◆ Data shown ◆
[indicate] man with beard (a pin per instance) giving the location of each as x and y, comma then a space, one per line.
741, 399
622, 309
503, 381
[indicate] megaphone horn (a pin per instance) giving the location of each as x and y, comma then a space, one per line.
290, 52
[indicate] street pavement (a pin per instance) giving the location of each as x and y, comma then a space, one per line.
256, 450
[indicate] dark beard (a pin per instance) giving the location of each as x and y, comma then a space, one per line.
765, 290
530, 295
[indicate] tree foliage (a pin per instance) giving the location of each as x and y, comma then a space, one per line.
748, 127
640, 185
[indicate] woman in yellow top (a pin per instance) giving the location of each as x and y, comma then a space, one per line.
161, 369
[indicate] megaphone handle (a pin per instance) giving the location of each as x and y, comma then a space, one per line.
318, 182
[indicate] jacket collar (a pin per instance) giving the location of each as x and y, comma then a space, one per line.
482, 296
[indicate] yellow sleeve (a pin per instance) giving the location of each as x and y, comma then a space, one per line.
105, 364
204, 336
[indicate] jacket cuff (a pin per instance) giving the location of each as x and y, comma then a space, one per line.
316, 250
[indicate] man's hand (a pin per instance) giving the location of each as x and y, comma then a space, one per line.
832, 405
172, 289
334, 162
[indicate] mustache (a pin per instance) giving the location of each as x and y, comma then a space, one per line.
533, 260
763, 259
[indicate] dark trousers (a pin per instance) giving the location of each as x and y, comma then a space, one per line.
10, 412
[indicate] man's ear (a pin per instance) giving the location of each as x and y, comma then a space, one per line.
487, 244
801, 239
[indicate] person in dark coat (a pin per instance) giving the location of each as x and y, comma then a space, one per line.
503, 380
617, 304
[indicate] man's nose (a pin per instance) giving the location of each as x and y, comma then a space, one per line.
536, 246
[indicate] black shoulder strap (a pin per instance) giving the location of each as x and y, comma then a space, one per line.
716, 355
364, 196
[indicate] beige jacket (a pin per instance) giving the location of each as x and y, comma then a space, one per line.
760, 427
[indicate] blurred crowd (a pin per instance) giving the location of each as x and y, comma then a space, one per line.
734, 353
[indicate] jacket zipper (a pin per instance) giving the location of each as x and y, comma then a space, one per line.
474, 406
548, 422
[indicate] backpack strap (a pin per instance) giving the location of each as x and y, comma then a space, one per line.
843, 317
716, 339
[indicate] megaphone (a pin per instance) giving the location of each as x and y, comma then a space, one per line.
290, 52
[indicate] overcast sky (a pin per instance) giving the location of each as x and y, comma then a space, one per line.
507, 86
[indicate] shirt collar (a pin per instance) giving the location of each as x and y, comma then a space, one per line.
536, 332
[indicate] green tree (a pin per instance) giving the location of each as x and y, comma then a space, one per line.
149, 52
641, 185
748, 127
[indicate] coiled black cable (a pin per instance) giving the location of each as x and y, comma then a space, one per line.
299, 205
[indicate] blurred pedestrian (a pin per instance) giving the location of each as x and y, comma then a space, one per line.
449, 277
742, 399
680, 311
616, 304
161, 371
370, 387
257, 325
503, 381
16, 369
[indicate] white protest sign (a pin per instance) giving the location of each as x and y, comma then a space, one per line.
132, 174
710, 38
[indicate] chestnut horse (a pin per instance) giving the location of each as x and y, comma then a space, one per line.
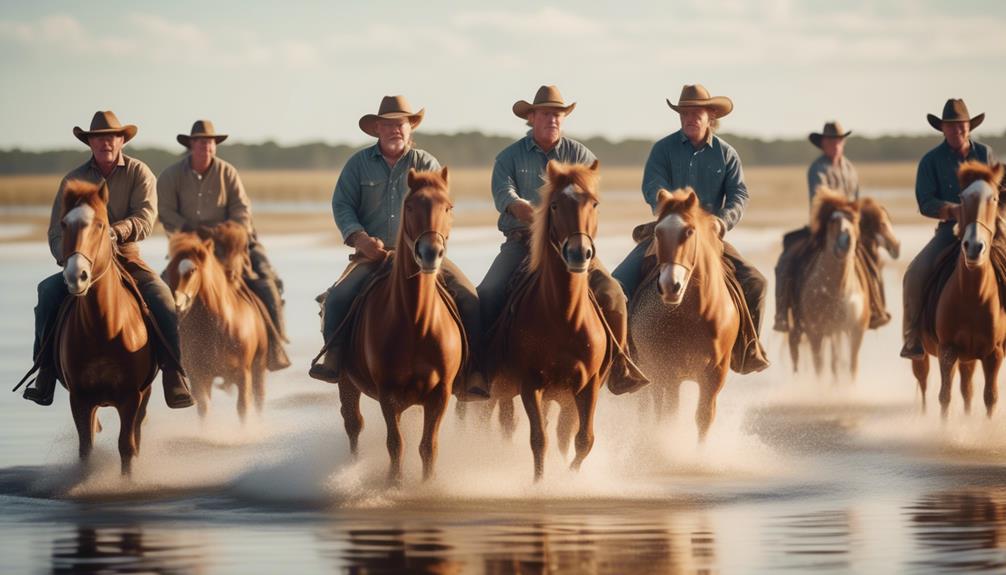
834, 296
406, 347
222, 333
103, 347
556, 344
970, 324
683, 322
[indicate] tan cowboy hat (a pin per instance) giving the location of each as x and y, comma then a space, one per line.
201, 129
831, 130
105, 123
546, 97
955, 111
695, 96
391, 107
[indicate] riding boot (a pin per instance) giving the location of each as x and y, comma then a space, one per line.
44, 387
625, 376
328, 369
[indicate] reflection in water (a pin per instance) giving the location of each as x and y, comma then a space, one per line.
125, 550
959, 531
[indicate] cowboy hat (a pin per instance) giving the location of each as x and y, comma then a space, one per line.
201, 129
695, 96
546, 97
105, 123
391, 108
831, 130
955, 111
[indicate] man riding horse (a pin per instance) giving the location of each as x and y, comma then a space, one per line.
200, 191
517, 176
132, 212
366, 205
695, 157
938, 192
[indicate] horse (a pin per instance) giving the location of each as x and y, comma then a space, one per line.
683, 322
406, 347
222, 333
104, 349
556, 345
969, 323
834, 291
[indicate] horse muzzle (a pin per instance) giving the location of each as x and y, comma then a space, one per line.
577, 251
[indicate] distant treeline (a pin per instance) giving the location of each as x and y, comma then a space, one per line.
474, 149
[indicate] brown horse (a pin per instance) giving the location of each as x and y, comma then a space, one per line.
406, 347
103, 348
556, 345
970, 324
222, 333
834, 300
683, 322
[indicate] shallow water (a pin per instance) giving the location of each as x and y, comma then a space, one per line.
798, 474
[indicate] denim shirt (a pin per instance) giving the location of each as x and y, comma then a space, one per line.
713, 171
368, 194
936, 182
519, 172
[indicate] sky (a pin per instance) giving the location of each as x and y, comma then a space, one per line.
297, 71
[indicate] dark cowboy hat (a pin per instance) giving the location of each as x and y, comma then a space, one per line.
105, 123
546, 97
201, 129
955, 111
695, 96
831, 130
391, 107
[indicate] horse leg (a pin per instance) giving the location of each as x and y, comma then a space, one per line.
392, 417
352, 419
967, 389
141, 414
920, 368
708, 389
84, 419
587, 401
566, 427
532, 405
433, 414
127, 431
948, 369
990, 366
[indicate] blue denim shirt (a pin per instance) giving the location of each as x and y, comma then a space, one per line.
368, 194
713, 171
936, 182
519, 172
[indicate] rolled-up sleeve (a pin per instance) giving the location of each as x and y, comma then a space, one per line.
346, 201
734, 191
656, 174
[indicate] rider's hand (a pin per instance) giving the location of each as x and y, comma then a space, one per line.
522, 210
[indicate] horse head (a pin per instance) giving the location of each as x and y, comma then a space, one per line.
876, 228
189, 255
87, 240
427, 215
682, 225
835, 222
979, 210
566, 216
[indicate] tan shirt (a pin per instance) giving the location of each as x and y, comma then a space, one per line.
187, 197
132, 202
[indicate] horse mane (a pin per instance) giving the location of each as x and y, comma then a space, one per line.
826, 203
558, 177
212, 289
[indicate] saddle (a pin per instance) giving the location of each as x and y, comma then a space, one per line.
747, 347
347, 327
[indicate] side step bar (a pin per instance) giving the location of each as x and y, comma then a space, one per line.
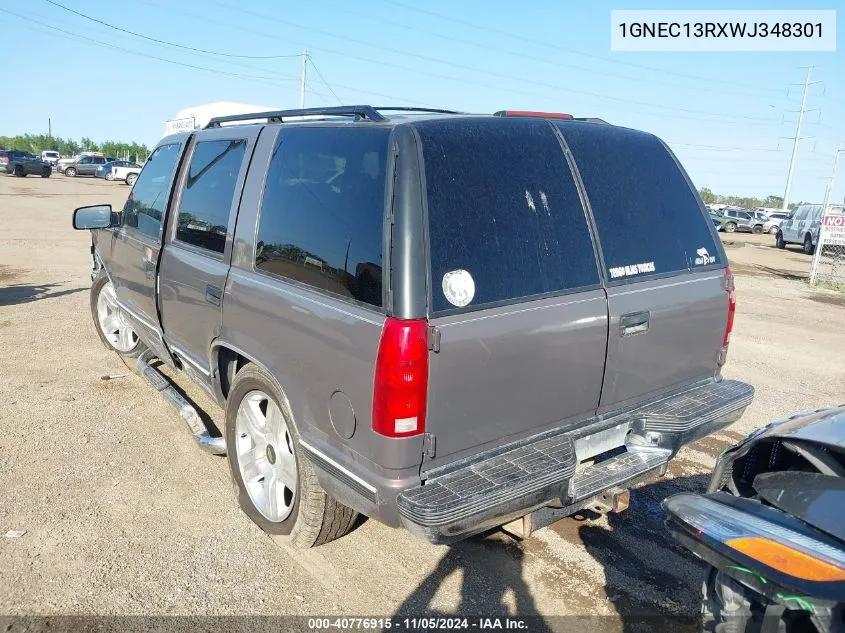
160, 382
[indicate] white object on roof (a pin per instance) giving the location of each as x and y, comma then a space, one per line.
198, 116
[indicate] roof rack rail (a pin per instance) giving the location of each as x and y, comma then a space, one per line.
412, 109
278, 116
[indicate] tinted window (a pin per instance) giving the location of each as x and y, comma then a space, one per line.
148, 198
208, 193
502, 206
649, 219
323, 208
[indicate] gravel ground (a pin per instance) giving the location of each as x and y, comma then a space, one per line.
125, 515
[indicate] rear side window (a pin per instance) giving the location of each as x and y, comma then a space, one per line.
322, 214
148, 198
505, 218
648, 218
208, 193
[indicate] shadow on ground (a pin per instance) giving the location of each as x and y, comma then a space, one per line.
491, 579
27, 293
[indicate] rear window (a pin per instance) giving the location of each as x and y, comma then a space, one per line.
505, 219
648, 218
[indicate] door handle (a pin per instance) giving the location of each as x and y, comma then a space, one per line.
633, 323
213, 294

◆ Direction ◆
Reproduce verbatim the stretch from the line containing "[indicate] tan shirt" through the end of the entries, omitting the pictures.

◆ Finished answer ◆
[indicate] tan shirt (a pin per instance) giving the location of each as x and y, comma then a space, one per line.
187, 197
132, 202
[indicate] horse mane (a pin per instance) giving the location of each as x and y, comma then a space, one per line.
826, 203
558, 177
212, 289
[indicate] saddle (a pin per instance) giving the location of each as x and y, comma then a space, one per line.
747, 347
347, 327
[indicate] side step bar (a pin per instance) giving the location of each as x and y, comma then a space, one per line.
160, 382
[indicate] white object on roof (a pin per instance) giving the location of each as x and y, comma then a space, one per line.
198, 116
[indicate] roof rack rail (a pin per instance) giving the location of each as x and y, comma then a space, one per line.
412, 109
278, 116
[indicate] tinted window (a pin per instance) giving the location of each as x and y, comma then a space, one per line.
148, 198
208, 193
502, 206
649, 219
323, 208
[indicate] gravel ground (a pin per instance) giving the location of each as x and y, comma then a space, one per line.
125, 515
[indicate] rear side window (a pin per instance) giving the location of each as x and y, comma then a space, one per line.
322, 214
148, 198
505, 218
648, 218
208, 193
[indicate] shadow on ground (a pin per instance) giving the location of each as x and y, comma then a space, one per line.
491, 579
27, 293
[indicate] rear window (a pin per instance) giving the location of each as x and y, comma then a space, one per line.
505, 219
648, 218
[indicate] door handle (a pin per instance) giving the location of each as x and y, comma then a space, one per line.
633, 323
213, 294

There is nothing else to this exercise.